--- Supplied entries ---
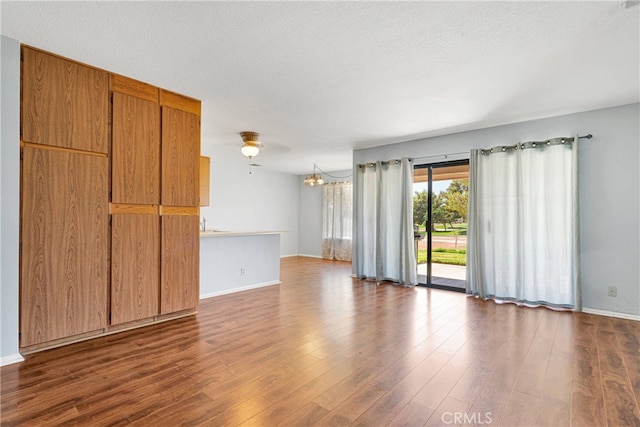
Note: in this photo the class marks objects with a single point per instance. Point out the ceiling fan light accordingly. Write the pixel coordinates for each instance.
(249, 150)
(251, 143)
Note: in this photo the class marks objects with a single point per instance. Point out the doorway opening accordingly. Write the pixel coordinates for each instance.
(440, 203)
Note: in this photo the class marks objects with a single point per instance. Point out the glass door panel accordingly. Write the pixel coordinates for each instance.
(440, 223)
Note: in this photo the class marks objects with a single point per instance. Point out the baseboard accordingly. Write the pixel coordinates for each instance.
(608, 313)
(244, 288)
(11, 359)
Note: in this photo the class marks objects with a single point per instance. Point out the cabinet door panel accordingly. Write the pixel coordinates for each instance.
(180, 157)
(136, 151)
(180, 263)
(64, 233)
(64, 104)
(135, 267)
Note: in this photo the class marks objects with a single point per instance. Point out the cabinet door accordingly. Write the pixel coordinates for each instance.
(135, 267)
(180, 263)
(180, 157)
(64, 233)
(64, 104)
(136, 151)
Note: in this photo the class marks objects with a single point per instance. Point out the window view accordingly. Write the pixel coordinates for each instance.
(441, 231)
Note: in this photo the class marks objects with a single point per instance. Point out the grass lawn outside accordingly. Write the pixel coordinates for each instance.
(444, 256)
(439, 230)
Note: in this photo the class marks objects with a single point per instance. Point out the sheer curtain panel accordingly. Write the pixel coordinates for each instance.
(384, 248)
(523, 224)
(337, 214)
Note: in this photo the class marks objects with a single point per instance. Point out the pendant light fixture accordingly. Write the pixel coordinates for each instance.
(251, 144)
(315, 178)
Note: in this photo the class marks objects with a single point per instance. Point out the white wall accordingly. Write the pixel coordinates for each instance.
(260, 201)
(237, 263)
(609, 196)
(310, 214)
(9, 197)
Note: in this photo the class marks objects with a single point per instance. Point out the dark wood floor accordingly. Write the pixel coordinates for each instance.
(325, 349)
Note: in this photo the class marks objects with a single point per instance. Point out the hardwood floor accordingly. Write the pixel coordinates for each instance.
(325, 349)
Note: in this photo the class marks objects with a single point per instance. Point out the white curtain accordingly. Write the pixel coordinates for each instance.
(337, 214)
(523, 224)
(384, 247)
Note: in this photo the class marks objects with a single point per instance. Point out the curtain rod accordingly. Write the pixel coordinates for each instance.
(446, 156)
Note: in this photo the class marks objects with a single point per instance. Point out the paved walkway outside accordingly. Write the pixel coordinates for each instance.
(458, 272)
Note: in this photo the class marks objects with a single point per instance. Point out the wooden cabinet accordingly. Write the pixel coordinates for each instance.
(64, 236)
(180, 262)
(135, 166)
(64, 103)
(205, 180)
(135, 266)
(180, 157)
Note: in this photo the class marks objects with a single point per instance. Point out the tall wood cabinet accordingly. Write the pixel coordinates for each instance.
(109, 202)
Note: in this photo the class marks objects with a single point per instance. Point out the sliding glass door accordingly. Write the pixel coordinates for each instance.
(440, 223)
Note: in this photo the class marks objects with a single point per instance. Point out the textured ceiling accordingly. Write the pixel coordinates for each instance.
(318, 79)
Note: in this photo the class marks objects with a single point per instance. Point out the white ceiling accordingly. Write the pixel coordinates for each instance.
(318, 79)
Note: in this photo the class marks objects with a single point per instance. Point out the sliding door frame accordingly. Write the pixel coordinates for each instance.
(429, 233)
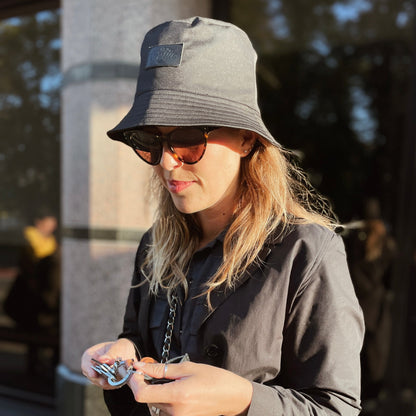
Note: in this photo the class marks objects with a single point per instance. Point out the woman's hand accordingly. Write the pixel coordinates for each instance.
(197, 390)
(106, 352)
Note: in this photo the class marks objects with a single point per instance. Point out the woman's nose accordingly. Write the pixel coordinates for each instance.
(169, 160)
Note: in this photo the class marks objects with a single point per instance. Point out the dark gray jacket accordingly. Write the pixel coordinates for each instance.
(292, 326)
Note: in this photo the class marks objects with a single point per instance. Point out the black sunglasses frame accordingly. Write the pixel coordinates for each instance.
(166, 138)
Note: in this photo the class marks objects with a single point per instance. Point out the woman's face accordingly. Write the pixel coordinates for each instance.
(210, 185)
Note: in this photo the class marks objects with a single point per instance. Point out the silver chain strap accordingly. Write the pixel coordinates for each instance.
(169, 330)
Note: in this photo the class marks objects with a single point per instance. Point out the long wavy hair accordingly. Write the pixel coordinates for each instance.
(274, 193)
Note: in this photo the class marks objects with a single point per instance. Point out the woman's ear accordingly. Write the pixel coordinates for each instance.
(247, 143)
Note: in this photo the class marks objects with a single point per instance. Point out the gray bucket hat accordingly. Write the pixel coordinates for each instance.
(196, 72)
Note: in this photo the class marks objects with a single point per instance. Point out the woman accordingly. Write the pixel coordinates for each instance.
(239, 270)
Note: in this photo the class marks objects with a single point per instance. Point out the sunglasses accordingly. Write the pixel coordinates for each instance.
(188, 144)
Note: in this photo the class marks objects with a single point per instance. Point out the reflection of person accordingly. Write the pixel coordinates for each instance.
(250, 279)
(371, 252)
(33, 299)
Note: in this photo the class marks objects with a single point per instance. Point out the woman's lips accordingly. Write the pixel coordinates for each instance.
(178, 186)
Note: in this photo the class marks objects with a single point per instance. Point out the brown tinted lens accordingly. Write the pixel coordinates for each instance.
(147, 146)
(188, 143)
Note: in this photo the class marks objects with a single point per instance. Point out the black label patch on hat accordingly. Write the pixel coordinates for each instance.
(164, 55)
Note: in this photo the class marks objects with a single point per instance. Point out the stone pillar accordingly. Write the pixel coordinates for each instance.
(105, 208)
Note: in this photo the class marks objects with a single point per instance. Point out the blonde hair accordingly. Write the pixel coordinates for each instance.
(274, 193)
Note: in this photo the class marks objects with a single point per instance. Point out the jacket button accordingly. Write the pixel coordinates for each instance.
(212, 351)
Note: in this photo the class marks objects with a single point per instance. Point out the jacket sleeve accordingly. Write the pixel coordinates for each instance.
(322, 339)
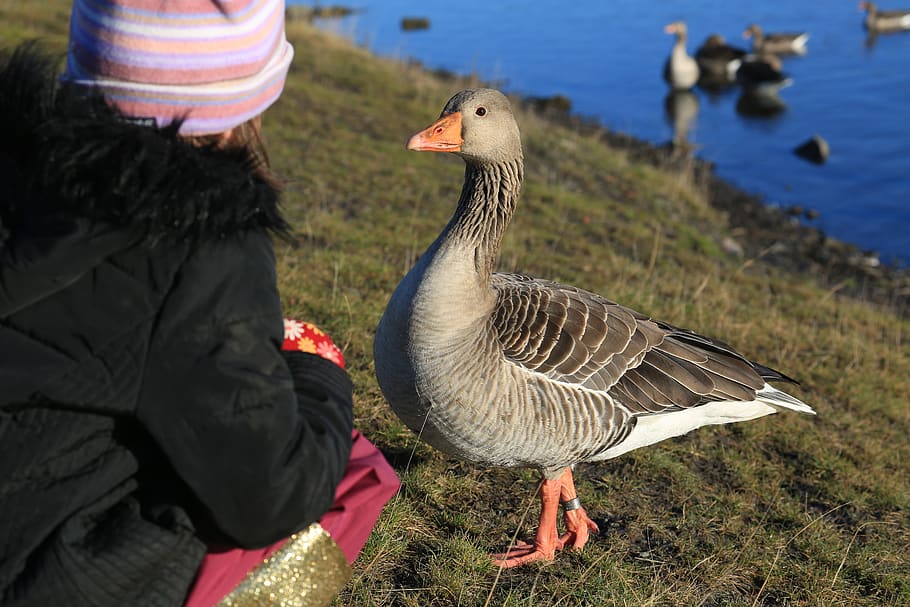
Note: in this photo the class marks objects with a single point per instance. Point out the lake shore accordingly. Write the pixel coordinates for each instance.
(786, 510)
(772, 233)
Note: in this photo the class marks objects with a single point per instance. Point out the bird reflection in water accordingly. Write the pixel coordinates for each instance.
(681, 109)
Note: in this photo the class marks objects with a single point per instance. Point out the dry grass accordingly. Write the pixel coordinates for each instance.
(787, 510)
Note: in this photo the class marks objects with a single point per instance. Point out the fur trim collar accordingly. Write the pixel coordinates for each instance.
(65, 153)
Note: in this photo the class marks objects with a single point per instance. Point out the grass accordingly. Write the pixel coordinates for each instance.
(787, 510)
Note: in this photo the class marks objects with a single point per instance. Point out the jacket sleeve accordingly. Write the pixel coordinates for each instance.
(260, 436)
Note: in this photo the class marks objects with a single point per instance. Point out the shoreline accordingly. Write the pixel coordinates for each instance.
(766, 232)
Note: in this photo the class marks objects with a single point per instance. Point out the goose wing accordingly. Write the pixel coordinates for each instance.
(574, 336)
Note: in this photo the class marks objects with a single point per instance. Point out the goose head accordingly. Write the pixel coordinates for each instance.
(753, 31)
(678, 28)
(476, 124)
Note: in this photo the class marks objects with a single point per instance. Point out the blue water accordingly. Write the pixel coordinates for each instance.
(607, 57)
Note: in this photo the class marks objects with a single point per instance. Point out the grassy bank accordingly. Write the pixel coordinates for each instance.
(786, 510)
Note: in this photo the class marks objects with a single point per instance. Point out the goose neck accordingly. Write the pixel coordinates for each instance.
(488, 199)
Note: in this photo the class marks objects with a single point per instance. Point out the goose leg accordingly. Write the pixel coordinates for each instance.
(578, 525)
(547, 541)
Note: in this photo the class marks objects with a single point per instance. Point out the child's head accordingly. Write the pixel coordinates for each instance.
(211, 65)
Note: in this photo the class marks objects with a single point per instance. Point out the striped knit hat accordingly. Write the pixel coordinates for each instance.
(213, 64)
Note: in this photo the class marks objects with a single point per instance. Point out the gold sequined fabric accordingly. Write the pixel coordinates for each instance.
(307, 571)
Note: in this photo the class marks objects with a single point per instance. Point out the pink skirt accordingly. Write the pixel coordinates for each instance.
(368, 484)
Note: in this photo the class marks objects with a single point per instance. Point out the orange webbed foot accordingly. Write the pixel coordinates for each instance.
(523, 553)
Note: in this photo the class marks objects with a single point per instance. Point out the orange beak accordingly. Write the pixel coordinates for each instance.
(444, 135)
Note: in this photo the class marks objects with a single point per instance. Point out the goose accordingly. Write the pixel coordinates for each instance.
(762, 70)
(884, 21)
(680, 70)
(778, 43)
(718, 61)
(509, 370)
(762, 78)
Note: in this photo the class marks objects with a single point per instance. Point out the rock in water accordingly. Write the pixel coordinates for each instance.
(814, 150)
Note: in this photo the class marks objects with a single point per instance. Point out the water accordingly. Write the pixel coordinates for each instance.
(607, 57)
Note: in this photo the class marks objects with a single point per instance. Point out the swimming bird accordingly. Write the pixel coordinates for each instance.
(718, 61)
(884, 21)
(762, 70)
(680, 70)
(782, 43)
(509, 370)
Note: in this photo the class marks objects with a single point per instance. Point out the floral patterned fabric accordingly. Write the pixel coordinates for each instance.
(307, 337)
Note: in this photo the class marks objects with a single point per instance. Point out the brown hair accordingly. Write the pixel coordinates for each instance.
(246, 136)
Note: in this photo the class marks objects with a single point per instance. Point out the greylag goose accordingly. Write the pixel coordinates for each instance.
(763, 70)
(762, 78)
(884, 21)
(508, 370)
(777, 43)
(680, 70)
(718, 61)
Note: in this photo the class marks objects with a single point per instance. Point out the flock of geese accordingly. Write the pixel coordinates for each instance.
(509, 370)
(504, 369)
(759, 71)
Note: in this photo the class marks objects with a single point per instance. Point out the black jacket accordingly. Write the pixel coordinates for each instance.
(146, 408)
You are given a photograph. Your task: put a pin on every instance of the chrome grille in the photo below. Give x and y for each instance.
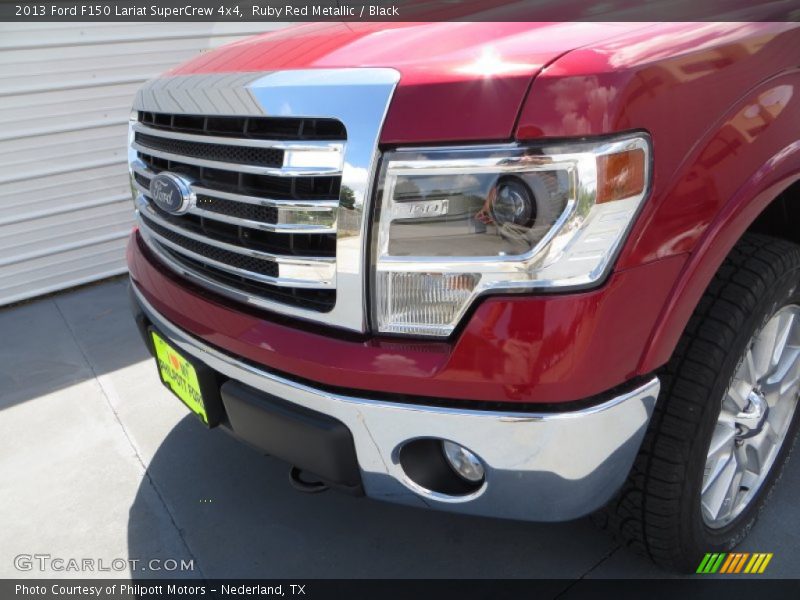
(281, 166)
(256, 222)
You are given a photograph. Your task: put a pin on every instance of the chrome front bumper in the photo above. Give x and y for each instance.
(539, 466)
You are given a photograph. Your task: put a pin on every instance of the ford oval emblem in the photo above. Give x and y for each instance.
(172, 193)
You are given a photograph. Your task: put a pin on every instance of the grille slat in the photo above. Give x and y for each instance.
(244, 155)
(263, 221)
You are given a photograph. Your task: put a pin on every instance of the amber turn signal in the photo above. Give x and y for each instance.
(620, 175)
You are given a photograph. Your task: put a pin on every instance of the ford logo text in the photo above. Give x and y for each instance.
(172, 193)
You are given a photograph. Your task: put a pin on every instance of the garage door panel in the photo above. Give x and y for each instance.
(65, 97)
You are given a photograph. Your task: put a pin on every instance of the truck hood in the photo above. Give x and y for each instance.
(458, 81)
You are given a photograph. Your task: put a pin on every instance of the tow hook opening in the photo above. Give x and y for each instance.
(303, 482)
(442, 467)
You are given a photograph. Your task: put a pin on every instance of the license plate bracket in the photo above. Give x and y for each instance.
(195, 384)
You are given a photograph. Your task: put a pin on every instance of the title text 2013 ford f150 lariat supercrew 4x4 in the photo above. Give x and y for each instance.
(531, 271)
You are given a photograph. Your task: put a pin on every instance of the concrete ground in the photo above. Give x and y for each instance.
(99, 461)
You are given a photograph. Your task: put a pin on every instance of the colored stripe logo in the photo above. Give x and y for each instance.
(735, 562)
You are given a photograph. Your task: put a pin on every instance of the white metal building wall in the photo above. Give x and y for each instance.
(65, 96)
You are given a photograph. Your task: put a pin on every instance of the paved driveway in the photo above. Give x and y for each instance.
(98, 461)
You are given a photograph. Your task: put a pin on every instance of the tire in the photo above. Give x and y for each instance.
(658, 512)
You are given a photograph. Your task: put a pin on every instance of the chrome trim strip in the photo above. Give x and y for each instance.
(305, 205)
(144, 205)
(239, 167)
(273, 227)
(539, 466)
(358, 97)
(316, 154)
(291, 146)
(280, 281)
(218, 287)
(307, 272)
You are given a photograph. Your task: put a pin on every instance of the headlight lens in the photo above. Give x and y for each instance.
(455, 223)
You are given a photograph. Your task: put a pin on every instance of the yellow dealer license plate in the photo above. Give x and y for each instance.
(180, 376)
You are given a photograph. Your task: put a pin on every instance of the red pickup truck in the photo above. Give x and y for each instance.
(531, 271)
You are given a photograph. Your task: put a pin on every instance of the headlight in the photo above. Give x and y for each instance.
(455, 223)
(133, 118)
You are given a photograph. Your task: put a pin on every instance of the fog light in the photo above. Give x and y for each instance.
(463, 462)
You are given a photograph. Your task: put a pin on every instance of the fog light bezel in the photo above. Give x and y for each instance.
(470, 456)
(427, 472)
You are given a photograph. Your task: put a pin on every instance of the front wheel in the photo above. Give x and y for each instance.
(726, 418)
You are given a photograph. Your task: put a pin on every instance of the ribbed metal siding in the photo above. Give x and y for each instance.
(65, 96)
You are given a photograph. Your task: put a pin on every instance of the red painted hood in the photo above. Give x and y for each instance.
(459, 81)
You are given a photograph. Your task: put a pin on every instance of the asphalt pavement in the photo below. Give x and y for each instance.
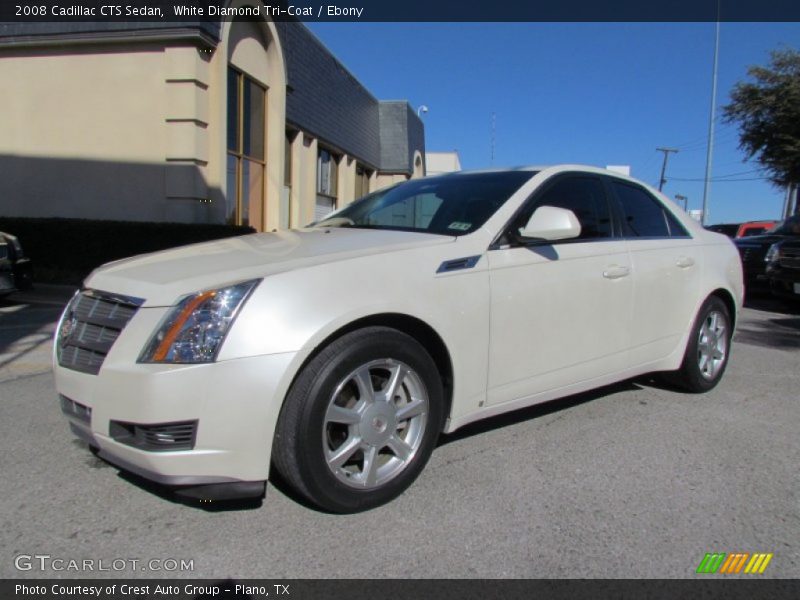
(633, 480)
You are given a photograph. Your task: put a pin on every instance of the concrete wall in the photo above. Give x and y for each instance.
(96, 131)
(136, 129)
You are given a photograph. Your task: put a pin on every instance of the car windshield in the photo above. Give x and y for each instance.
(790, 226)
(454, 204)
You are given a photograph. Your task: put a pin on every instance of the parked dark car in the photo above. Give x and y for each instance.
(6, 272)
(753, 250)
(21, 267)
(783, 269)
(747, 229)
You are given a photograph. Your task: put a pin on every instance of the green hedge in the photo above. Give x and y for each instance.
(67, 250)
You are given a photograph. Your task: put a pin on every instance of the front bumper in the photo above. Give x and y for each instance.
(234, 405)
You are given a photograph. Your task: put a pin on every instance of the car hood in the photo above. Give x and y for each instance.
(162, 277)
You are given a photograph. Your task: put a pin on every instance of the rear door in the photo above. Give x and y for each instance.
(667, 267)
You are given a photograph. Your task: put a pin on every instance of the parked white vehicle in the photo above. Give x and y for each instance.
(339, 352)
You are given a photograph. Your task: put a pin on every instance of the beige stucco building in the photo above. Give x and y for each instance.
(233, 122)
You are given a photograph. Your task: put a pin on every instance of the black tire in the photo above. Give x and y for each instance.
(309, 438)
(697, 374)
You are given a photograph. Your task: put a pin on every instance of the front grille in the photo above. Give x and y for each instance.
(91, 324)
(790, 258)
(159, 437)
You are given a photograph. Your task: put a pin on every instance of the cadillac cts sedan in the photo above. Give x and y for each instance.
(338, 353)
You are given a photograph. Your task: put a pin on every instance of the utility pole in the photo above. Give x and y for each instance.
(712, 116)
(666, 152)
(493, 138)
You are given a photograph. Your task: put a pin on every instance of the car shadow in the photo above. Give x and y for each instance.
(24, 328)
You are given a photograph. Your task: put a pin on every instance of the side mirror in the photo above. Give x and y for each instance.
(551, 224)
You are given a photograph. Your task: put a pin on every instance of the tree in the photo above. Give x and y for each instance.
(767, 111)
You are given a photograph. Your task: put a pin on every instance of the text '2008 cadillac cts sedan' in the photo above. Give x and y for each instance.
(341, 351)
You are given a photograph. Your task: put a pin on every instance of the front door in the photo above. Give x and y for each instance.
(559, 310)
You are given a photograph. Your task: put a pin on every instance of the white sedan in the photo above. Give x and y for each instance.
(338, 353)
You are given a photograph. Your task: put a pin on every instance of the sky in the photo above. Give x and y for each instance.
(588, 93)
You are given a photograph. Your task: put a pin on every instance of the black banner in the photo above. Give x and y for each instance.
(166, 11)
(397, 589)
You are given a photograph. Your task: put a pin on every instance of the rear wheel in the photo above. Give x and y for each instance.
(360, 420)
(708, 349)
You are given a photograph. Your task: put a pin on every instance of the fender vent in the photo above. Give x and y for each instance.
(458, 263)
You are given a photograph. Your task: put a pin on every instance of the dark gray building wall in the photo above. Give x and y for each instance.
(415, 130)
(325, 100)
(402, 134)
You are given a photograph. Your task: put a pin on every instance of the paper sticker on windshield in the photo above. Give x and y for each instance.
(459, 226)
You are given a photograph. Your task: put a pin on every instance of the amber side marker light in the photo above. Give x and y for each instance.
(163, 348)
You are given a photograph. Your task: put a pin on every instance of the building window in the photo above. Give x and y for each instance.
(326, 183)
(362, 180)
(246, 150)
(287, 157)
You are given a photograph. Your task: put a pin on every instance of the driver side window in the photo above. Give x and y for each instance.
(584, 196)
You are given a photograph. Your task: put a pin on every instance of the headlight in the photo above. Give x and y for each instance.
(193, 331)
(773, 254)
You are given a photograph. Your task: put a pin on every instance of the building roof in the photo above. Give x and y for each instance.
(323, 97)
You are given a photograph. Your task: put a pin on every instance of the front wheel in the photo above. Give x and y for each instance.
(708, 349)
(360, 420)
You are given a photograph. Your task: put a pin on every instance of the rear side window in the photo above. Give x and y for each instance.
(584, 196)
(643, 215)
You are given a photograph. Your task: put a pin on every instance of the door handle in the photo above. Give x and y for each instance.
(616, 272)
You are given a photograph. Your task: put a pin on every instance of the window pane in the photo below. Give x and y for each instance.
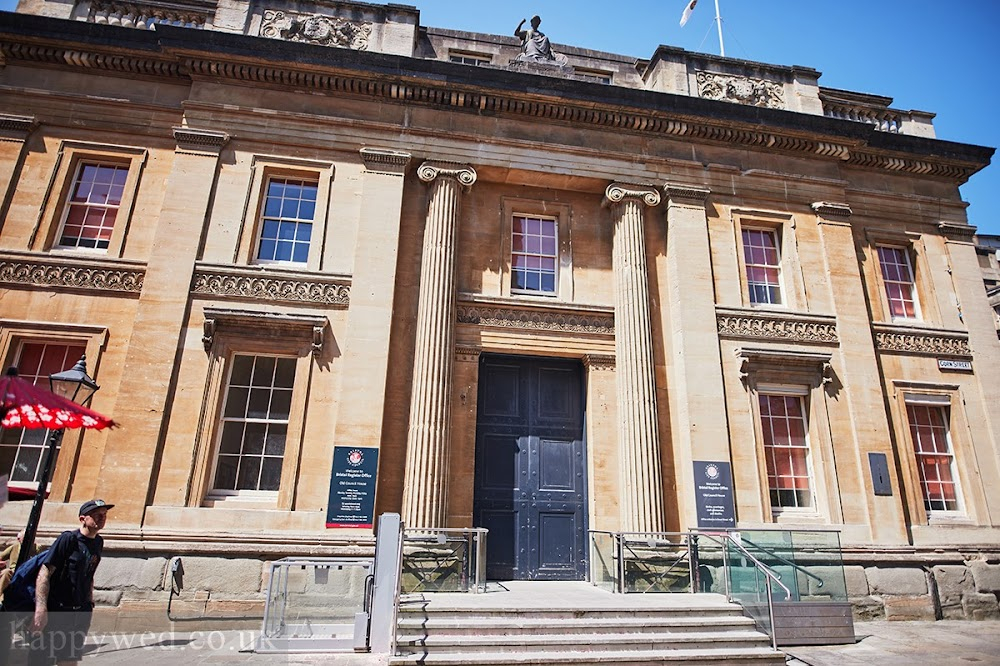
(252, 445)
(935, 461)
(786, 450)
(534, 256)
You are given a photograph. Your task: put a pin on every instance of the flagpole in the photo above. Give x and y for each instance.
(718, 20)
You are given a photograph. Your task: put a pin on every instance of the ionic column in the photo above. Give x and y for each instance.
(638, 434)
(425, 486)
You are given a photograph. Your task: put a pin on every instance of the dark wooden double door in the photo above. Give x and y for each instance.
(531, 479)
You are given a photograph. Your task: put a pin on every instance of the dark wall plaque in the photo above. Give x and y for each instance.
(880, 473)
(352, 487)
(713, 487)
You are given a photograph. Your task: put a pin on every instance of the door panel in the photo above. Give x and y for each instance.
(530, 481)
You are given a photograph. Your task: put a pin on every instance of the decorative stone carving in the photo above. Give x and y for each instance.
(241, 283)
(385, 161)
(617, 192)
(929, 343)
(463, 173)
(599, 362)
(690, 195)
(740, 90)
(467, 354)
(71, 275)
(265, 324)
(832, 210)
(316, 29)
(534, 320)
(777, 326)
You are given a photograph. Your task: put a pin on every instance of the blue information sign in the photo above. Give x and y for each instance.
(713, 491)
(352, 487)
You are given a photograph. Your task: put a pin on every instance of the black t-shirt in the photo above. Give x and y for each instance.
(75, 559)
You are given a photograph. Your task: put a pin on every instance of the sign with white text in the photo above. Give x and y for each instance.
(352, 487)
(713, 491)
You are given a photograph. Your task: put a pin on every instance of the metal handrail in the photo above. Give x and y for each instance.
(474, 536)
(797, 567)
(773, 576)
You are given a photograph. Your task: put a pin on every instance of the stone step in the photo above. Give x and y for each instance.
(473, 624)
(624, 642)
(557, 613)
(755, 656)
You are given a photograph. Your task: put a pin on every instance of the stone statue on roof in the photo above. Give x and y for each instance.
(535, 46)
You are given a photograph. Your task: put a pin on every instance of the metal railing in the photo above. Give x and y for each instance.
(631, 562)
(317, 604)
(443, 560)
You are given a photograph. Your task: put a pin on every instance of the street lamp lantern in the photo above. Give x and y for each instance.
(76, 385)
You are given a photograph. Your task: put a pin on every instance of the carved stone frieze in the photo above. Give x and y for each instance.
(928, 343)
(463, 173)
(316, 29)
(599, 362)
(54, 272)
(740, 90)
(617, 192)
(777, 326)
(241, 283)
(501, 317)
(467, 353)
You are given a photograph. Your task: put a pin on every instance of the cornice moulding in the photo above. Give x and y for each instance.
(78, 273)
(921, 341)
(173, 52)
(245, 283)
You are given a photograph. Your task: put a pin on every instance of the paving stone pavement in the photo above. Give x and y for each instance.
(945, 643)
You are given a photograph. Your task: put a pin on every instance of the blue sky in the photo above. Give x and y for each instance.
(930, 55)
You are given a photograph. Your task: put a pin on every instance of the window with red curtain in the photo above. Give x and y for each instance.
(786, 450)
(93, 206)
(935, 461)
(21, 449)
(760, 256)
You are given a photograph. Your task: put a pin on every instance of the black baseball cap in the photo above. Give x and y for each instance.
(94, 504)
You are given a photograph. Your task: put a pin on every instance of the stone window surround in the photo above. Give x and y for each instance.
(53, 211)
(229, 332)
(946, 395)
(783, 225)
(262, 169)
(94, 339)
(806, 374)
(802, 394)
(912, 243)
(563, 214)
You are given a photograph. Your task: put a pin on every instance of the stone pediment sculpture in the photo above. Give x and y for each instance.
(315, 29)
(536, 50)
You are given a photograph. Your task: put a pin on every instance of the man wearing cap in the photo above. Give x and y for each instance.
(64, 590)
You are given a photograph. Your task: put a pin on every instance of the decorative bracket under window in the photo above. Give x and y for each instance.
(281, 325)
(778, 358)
---
#### [Work required]
Write out only those lines of the entries that lie between the line containing "the stone window" and the last line, inclusive, reproducing them exactly.

#### [Answer to this exercise]
You are given a photograph. Your task: put a pin on every instance of the stone window surround in the photo above. Give x and y for each instance.
(53, 211)
(229, 332)
(946, 395)
(783, 225)
(262, 169)
(94, 339)
(806, 374)
(802, 394)
(912, 243)
(563, 214)
You are given a photograph. Your task: put a pin on every instance of the stone pediment sculpture in the photo above. Give x and y for each instance.
(315, 29)
(536, 50)
You are given a photograph. Your task: put a pin on every instance of the man wearing cap in the photo above. Give x and y for each instance.
(64, 590)
You are given a photograph. Your task: put a pin on every instance of the decorative bracket under window in the photo above. Give x and y for each instance.
(281, 325)
(778, 358)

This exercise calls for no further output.